● What to work on
1. According to the article on Katherine Howard, who was the first man to gain her attention in the Duchess's house?
2. Using the article on Katherine Howard, explain why her father, Edmund Howard, was not wealthy even though he was a son of the Duke of Norfolk.

Katherine Howard

Elisa Bird
Lessons from History
6 min readDec 4, 2023

Henry VIII’s Fifth Wife, And The Second He Had Executed

Portrait believed to be of Katherine Howard, by Hans Holbein the Younger, circa 1540
Portrait of a Lady, thought to be Katherine Howard, by Hans Holbein the Younger, circa 1540. This work is in the public domain in its country of origin and other countries and areas where the copyright term is the author’s life plus 100 years or fewer.

Of King Henry VIII’s six wives, Katherine Howard’s story is, I think, the saddest of all.

Katherine of Aragon was a high achiever and had an interesting life. Jane Seymour died of natural causes, as did Katherine Parr, who outlived the King, but remarried and died in childbirth just over a year later. Anne of Cleves lived as an independent woman (a rare situation at the time) after her marriage was annulled.

Even Anne Boleyn, the other executed wife, married Henry when he was handsome and good company. She seems to have loved him, and was the mother of Elizabeth I, one of England’s greatest monarchs, who helped redeem her mother’s reputation.

Katherine Howard

Howard had all the disadvantages and few of the advantages of a young Tudor lady.

She was born around 1523 or 24; the daughter of Edmund Howard, third son of Thomas Howard, Duke of Norfolk, who died in 1524. Her mother was Joyce Culpeper, who was a widow with five children when she married Edmund. Together, they had another six children.

Inheritance was by primogeniture — the eldest son inherited all the father’s wealth. So Katherine was a niece of the new Duke of Norfolk, and her father’s sister was Anne Boleyn’s mother, but Edmund Howard was not wealthy. He also had a serious gambling problem and was frequently in debt. (We know this from letters he wrote to his elder brother and others, asking for loans.)

Katherine’s bad start in life was also because of her gender. For her to find a suitable husband would require payment of a dowry, for which her father did not have the money.

She was more an inconvenience than an asset, and her education was largely neglected, leaving her with few necessary skills.

In the Duchess’s house

In 1528, her mother Joyce died and the family broke up. Katherine was sent as a ward to Agnes Howard, Dowager Duchess of Norfolk, a deeply religious woman.

Katherine became an attractive young woman, with auburn hair and a vivacious personality, who gained the attention of several men, the first being Henry Mannox, whom the Duchess had appointed as her music teacher.

As a girl who had often been ignored by her own family, Katherine must have enjoyed this attention. It’s possible to be lonely in a house full of people but, at last, people were interested in her. She was too inexperienced to know how to react without harming her own reputation.

We don’t know the details of the physical side of their relations with her, but we do know that she and the Duchess’s Secretary, Francis Dereham, wrote letters in which they addressed each other as “husband” and “wife,” which suggests either a sexual relationship or a plan to marry.

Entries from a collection
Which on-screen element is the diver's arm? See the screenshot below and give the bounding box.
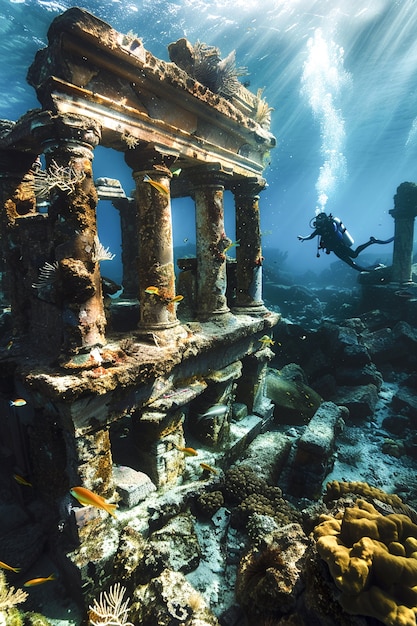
[297,230,318,241]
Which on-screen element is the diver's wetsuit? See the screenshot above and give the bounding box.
[298,213,394,272]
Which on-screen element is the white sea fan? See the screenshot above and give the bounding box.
[88,583,133,626]
[33,160,85,198]
[32,261,59,289]
[93,236,116,261]
[120,130,139,150]
[0,572,28,608]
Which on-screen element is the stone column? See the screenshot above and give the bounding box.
[33,111,105,354]
[232,179,266,315]
[192,170,232,321]
[0,140,39,335]
[390,183,417,284]
[125,149,179,334]
[113,198,139,299]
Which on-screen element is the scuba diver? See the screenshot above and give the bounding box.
[298,212,394,272]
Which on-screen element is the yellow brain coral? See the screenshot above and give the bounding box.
[314,500,417,626]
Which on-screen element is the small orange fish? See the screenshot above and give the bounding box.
[0,561,20,574]
[70,487,117,517]
[259,335,275,348]
[175,446,198,456]
[143,174,169,196]
[200,463,217,474]
[23,574,56,587]
[13,474,33,487]
[168,295,184,302]
[9,398,26,406]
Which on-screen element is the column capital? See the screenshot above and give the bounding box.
[31,111,101,157]
[230,176,266,198]
[125,146,177,177]
[186,163,233,188]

● Answers for the tasks
1. Henry Mannox, whom the Duchess had appointed as her music teacher.

2. Inheritance was by primogeniture, so the eldest son received all of the father's wealth, and Edmund was only the third son. He also had a serious gambling problem and was frequently in debt.